Objetivo del ejercicio:
Extrae, sin alterarlas, las líneas que van desde la que contiene "Instruction: identify the sofa" hasta el final de los registros, con ambos extremos incluidos.

[Registros]
⁂

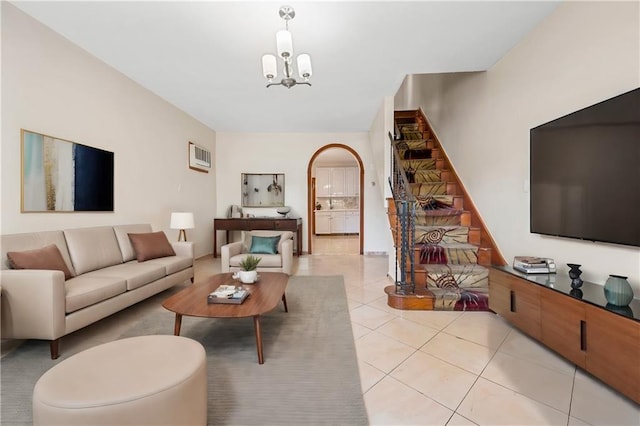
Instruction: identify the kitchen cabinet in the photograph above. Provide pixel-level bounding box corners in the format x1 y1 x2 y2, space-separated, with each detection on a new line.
489 266 640 403
344 167 360 197
316 167 360 197
316 212 331 235
316 167 331 197
315 211 352 235
344 212 360 234
331 167 345 197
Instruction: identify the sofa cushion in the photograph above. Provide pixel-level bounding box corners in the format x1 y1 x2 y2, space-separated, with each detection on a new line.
91 260 167 290
0 231 75 275
147 256 193 275
229 253 282 269
249 235 280 254
113 223 151 262
242 230 293 253
63 226 122 275
64 272 127 313
7 244 73 280
129 231 176 262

⁂

Solución escrita:
Instruction: identify the sofa cushion in the photograph above. Provide pixel-level bounding box corners in the format x1 y1 x2 y2, space-separated, with each detection on a new line.
91 260 167 290
0 231 75 275
147 256 193 275
229 253 282 269
249 235 280 254
113 223 151 262
242 230 293 253
63 226 122 275
64 272 127 313
7 244 73 280
129 231 176 262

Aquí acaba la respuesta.